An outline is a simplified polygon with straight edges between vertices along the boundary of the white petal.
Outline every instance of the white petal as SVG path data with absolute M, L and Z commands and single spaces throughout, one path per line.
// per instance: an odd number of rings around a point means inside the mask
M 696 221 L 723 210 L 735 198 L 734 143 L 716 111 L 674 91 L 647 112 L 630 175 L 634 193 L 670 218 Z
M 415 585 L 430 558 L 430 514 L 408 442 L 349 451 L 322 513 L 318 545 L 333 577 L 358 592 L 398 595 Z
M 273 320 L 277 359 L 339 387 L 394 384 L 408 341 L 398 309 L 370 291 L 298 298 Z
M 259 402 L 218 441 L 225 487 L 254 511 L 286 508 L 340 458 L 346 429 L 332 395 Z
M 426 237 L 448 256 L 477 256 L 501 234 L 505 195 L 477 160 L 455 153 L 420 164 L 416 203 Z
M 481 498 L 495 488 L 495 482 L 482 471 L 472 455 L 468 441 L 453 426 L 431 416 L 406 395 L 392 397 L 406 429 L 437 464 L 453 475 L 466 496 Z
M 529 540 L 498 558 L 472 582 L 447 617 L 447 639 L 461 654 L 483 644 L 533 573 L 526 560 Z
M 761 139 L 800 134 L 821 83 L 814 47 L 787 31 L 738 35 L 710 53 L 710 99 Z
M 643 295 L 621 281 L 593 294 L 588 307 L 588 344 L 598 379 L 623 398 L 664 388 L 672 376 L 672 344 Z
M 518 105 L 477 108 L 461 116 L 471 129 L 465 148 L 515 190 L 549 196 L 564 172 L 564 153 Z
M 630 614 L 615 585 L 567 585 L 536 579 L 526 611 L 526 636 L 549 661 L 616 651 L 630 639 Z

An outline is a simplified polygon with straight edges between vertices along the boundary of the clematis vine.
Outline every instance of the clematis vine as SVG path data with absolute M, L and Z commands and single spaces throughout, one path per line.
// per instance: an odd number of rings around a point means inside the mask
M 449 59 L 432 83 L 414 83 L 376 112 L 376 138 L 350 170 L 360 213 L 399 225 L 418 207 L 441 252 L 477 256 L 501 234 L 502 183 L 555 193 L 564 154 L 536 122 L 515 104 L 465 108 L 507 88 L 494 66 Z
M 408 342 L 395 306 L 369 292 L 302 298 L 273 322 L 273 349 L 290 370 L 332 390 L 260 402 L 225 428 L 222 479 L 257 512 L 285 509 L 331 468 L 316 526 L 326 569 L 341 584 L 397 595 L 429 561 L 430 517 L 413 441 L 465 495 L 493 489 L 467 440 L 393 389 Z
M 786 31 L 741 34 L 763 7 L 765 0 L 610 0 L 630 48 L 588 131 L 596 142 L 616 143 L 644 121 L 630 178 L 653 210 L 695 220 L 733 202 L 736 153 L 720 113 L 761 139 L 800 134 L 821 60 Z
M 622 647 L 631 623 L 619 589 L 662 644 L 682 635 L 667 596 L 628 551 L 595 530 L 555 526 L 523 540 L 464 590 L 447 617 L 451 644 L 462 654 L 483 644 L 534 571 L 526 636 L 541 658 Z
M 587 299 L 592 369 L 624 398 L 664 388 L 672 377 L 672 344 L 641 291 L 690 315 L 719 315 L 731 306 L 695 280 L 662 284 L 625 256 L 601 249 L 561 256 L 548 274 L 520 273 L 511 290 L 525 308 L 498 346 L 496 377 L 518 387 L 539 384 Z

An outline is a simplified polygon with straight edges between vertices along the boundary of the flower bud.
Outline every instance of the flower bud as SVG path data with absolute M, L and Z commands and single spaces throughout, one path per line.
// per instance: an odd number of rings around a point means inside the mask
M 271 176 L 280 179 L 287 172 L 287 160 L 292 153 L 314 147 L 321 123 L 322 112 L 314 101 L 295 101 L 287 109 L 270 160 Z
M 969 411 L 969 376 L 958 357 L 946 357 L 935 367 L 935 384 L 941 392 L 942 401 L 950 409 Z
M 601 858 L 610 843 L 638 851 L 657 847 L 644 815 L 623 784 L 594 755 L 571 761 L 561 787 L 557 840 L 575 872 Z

TASK GOAL
Put the lines of the records from the one containing "the flower bud." through the one containing "M 969 411 L" into a numbered list, leaving out any blank lines.

EXERCISE RESPONSE
1. An outline is a simplified polygon with straight edges between vertices along the boundary of the flower bud.
2. Outline every instance of the flower bud as SVG path data with absolute M, L and Z commands and single spaces throughout, one path per line.
3. // per instance: an odd number of rings around a point means inside the mask
4. M 271 176 L 280 179 L 287 172 L 287 160 L 292 153 L 314 147 L 321 123 L 322 112 L 314 101 L 295 101 L 287 109 L 270 160 Z
5. M 969 411 L 969 376 L 958 357 L 946 357 L 935 367 L 935 384 L 941 392 L 942 401 L 950 409 Z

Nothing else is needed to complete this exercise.